## Record set
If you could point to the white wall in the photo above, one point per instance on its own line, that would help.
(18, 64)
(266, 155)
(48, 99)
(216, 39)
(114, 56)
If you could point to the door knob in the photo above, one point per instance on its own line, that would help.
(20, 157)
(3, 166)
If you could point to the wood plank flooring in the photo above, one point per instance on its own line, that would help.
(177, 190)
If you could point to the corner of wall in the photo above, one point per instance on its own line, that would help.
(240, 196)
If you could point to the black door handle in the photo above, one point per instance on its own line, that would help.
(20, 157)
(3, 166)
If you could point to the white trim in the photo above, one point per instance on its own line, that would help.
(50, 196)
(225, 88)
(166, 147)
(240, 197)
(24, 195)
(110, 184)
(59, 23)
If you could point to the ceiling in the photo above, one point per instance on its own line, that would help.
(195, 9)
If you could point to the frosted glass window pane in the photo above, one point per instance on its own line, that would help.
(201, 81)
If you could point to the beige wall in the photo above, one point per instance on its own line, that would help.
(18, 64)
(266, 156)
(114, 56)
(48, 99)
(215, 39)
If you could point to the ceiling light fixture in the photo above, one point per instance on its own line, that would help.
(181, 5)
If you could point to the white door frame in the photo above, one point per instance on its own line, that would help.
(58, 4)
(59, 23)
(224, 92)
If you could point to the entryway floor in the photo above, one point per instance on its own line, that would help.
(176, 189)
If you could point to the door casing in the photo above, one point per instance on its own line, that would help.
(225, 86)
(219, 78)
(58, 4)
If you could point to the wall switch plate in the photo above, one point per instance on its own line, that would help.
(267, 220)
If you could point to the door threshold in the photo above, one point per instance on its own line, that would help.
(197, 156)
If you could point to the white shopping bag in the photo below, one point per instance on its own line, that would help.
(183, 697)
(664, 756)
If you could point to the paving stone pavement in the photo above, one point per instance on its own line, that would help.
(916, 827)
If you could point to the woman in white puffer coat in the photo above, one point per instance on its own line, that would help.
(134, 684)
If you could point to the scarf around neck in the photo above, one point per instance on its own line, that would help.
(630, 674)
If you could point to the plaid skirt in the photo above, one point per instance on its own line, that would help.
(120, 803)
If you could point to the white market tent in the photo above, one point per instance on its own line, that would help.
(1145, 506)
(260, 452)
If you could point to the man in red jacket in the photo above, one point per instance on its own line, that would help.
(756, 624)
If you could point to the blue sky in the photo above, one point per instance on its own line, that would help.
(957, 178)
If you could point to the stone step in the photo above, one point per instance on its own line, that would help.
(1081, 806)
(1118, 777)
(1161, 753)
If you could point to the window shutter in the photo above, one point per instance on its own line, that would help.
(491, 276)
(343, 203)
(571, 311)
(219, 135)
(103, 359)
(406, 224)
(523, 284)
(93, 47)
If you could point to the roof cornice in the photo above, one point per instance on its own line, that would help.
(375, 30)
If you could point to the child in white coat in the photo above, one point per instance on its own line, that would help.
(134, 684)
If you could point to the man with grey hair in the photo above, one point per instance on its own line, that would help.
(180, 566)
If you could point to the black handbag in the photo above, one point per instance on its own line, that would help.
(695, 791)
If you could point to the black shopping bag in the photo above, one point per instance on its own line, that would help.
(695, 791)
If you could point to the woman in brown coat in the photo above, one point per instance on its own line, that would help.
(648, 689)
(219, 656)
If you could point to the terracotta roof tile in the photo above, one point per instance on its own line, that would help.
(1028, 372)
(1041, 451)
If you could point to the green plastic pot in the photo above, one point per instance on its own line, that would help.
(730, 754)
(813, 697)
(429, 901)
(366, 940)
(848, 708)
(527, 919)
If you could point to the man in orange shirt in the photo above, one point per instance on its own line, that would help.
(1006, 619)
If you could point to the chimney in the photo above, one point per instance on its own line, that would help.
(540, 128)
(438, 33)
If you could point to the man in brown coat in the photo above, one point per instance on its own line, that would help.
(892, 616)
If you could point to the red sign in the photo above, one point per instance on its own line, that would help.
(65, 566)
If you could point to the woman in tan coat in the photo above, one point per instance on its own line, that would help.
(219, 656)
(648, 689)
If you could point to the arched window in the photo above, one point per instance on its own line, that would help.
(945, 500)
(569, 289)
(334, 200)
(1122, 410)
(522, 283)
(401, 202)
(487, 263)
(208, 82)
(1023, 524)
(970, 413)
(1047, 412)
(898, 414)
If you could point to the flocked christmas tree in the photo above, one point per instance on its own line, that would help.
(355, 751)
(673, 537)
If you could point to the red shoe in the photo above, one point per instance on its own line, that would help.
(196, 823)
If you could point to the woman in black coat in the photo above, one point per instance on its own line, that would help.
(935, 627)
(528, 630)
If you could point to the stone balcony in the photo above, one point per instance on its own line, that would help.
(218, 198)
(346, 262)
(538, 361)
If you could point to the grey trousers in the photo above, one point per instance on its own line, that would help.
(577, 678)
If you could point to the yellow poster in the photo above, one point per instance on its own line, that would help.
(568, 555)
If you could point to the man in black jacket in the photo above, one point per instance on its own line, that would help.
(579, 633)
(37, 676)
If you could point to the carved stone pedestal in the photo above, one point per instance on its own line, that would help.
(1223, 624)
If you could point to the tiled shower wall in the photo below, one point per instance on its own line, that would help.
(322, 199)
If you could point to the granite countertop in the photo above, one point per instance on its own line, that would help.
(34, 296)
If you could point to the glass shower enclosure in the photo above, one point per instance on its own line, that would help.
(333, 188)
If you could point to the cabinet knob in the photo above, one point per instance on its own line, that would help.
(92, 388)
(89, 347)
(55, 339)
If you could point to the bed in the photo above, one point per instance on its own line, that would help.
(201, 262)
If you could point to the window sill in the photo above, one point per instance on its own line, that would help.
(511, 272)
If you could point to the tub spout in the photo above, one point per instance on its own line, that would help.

## Required work
Transcribe only what runs from the line with "If you could point to the glass" to the last line above, keeping every line exactly as written.

## Written response
If you could point to the glass shower enclosure in the photo above, one point per instance on its own line, that would help.
(333, 188)
If you could point to the cabinet knob in the photo above, one point per instance on its own line, that would help.
(92, 388)
(89, 347)
(55, 339)
If you could point to the bed in the photo above, one point per instance on its own line, that would help.
(201, 262)
If you could point to the window sill in the photo above, one point per instance on its own line, that would help.
(511, 272)
If you could point to the tub spout in the photo above, one point per instance on its own line, that would help.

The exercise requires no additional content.